___ Excerpt to read

Today I received an email (addressed to all of the student’s instructors, not just me) from a student that began thusly: “The information I will divulge in this email is confidential and though you are not legally bound to keep this between you and I, I do expect your discretion in keeping the following information private.” (The hyper-correction in that sentence is glaring, I know, but I can’t take the blame for it.)
Naturally, I will respect the student’s wishes by not divulging the particulars of what s/he went on to say (at some length, mind you), but let it suffice to say that it was way more information than I would have liked to know about a student. In a nutshell, it was basically a medical and psychological self-profile meant to illuminate the nature of the student’s rather erratic attendance and quality of work. (It’s worth noting, I think, that this is one of the students I had recommended to the department at mid-term.) And for what it’s worth, it was a thorough, warts-and-all kind of confession, complete with bulleted points, reasonably solid exposition, and everything. (Aside: I’m not making light of this student’s plight in the least, but I couldn’t help but think that this email would’ve almost made for a better memoir as is than the one the student turned in.) Ultimately, however, the point of the e-missive was to ask the following question:
“***What I need to know is if I can recover from my mistakes this semester? Also, what will happen if I miss more classes before the 8th, and if I can get my homework to do outside of class?***”

______

▶ _Task statement_
Summarize the post about a student's email in two sentences.

___ Material provided

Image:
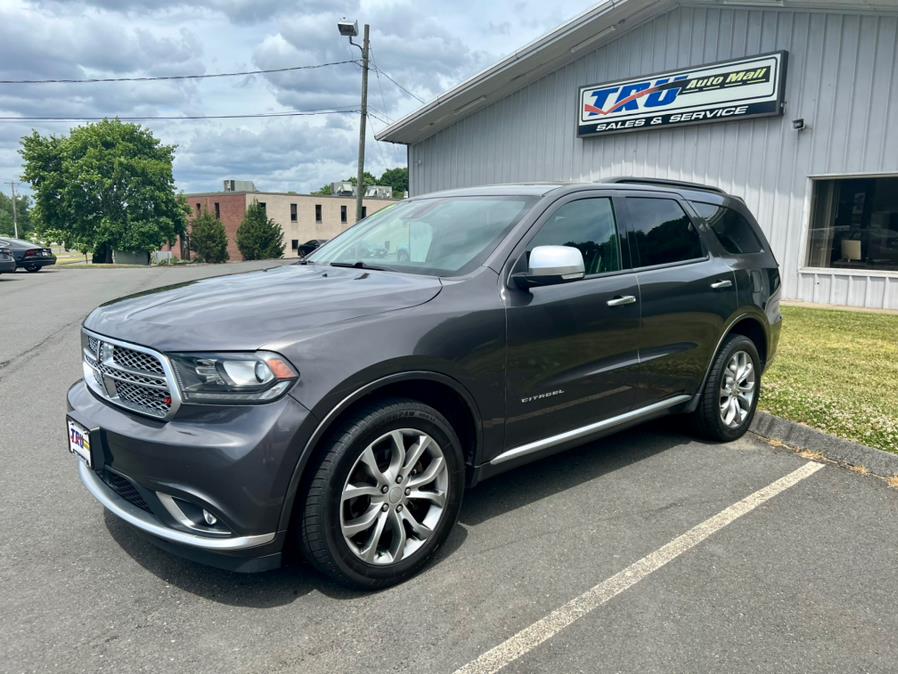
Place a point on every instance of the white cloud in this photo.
(426, 45)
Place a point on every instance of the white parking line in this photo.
(531, 637)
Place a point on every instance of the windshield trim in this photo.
(528, 201)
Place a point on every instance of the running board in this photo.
(585, 431)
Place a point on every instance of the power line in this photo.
(385, 74)
(156, 78)
(380, 88)
(259, 115)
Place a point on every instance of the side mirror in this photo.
(550, 265)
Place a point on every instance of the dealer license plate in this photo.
(79, 441)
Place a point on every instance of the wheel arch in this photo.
(749, 324)
(440, 391)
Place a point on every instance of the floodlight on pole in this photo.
(348, 28)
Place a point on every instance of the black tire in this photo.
(707, 419)
(320, 532)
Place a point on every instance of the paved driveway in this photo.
(647, 551)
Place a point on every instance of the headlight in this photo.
(232, 377)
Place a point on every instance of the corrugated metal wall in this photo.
(841, 79)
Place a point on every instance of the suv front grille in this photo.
(128, 375)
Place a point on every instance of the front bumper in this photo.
(236, 462)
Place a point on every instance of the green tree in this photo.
(397, 178)
(23, 216)
(259, 237)
(105, 185)
(208, 238)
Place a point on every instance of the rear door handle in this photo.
(620, 300)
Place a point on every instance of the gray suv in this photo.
(341, 406)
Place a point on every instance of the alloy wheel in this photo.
(394, 496)
(737, 390)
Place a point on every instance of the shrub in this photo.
(208, 239)
(259, 237)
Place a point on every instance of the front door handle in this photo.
(620, 300)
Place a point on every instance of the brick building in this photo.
(301, 216)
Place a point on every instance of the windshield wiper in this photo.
(362, 265)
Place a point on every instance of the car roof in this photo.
(20, 242)
(691, 191)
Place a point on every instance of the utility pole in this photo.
(15, 223)
(363, 118)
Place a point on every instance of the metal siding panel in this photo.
(840, 79)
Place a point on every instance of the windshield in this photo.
(443, 236)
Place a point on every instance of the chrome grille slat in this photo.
(129, 376)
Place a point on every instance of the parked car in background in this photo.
(31, 256)
(7, 261)
(487, 327)
(310, 246)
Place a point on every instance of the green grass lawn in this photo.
(837, 371)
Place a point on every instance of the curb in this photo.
(878, 462)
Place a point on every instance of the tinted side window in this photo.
(732, 229)
(587, 224)
(662, 231)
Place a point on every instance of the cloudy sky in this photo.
(425, 45)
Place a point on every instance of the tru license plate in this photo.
(79, 441)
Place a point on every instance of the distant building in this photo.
(239, 186)
(301, 216)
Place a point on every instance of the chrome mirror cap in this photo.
(552, 264)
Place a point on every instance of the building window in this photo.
(854, 224)
(662, 232)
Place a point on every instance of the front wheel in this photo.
(384, 496)
(730, 396)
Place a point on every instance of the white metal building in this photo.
(811, 143)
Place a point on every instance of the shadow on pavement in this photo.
(504, 493)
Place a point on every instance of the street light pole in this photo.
(15, 222)
(363, 119)
(350, 29)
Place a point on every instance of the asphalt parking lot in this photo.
(576, 563)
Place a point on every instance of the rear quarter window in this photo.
(734, 232)
(662, 232)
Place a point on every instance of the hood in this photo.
(250, 310)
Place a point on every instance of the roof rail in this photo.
(664, 181)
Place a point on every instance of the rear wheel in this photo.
(385, 495)
(730, 396)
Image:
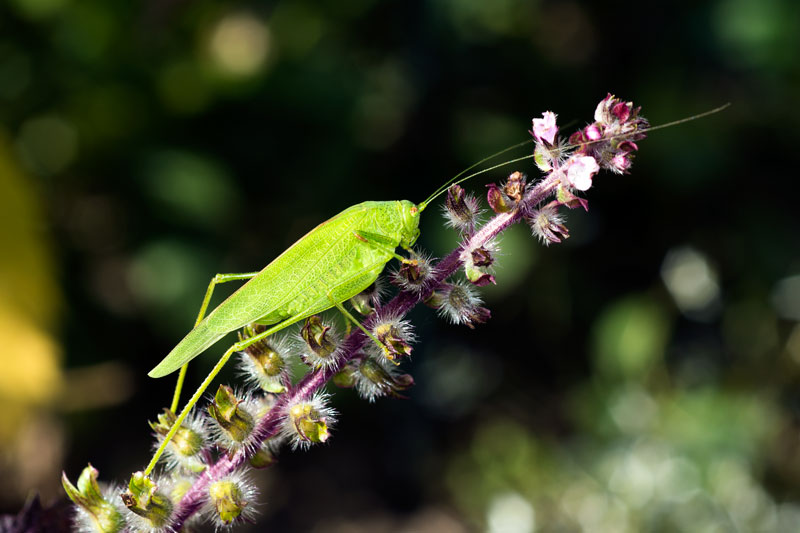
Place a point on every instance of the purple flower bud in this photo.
(580, 172)
(545, 129)
(346, 377)
(308, 422)
(414, 274)
(547, 224)
(144, 499)
(478, 315)
(376, 380)
(461, 209)
(514, 187)
(592, 132)
(395, 337)
(482, 257)
(319, 338)
(234, 421)
(620, 163)
(565, 197)
(460, 303)
(622, 110)
(497, 200)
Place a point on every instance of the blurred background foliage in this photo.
(644, 376)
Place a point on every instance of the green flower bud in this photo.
(144, 499)
(102, 515)
(230, 500)
(187, 443)
(307, 421)
(234, 421)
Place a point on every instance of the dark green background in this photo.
(155, 168)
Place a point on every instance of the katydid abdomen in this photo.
(329, 265)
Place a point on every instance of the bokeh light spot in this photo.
(510, 513)
(692, 283)
(239, 44)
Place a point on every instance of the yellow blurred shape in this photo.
(29, 360)
(239, 44)
(30, 380)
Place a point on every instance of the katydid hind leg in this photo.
(236, 347)
(379, 242)
(216, 280)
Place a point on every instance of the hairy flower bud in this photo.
(265, 363)
(230, 500)
(414, 274)
(185, 447)
(263, 458)
(514, 187)
(320, 342)
(545, 129)
(374, 379)
(307, 422)
(395, 337)
(461, 209)
(548, 225)
(233, 417)
(498, 201)
(144, 499)
(95, 510)
(460, 304)
(365, 301)
(345, 378)
(478, 264)
(506, 198)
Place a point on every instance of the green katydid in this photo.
(329, 265)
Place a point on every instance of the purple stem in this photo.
(400, 305)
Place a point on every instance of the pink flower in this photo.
(581, 171)
(545, 129)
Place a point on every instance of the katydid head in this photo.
(410, 230)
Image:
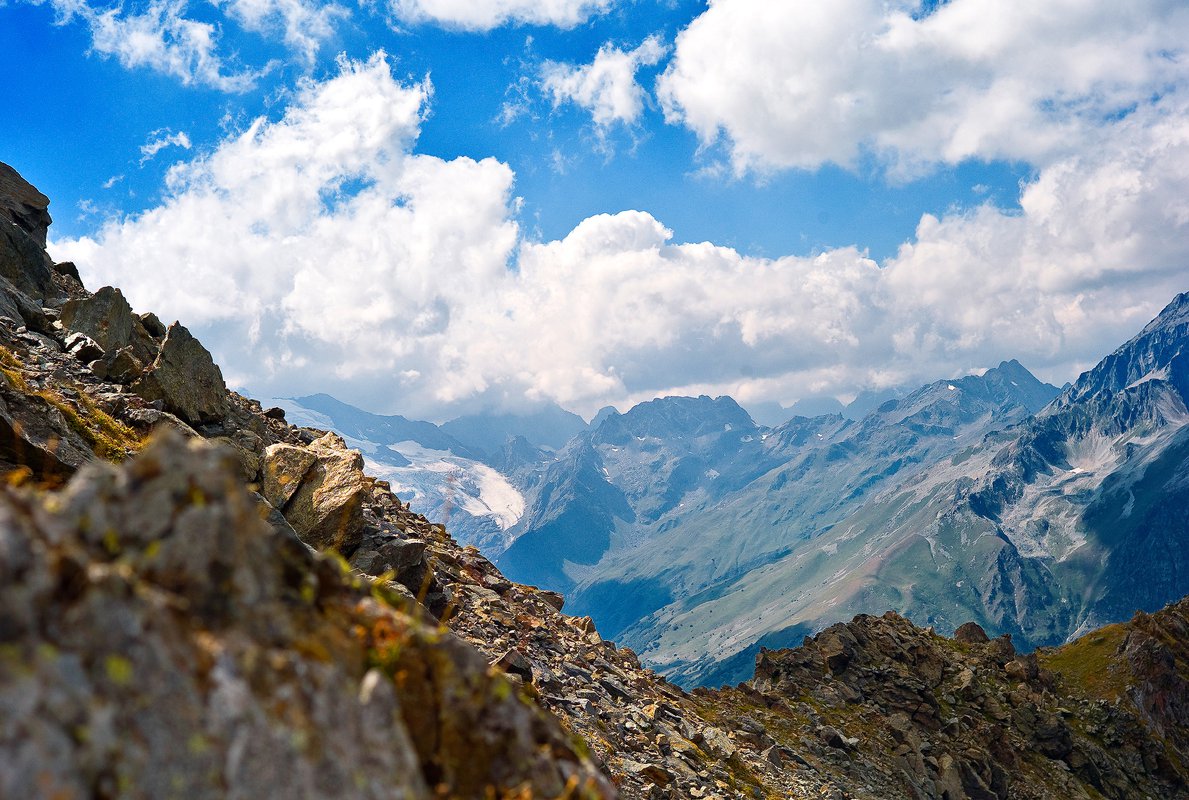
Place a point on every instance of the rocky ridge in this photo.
(169, 625)
(897, 711)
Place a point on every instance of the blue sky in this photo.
(889, 193)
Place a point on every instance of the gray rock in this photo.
(321, 491)
(186, 378)
(107, 317)
(23, 205)
(972, 632)
(394, 554)
(119, 366)
(83, 347)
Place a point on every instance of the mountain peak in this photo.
(677, 417)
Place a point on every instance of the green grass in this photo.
(1089, 662)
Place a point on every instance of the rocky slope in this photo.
(239, 610)
(903, 712)
(696, 535)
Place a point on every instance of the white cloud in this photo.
(158, 140)
(319, 252)
(304, 24)
(158, 37)
(798, 84)
(608, 86)
(488, 14)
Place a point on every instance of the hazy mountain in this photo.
(434, 472)
(703, 498)
(551, 427)
(948, 505)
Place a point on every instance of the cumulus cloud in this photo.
(158, 37)
(799, 84)
(304, 25)
(158, 140)
(320, 252)
(488, 14)
(608, 86)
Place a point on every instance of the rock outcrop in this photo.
(320, 489)
(880, 703)
(186, 379)
(157, 638)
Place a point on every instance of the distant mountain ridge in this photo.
(696, 535)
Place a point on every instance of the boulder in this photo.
(321, 491)
(119, 366)
(23, 205)
(23, 224)
(395, 554)
(186, 378)
(83, 347)
(972, 632)
(107, 317)
(161, 640)
(284, 468)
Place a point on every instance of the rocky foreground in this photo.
(197, 599)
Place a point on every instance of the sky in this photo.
(434, 207)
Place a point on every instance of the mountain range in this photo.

______

▶ _Exercise response_
The writer received a confidential email, sent to all of the student's instructors, in which the student gave a thorough medical and psychological self-profile to explain erratic attendance and uneven work. The email's real purpose was to ask whether the student could recover from the semester's mistakes, what would happen after more missed classes before the 8th, and whether homework could be done outside of class.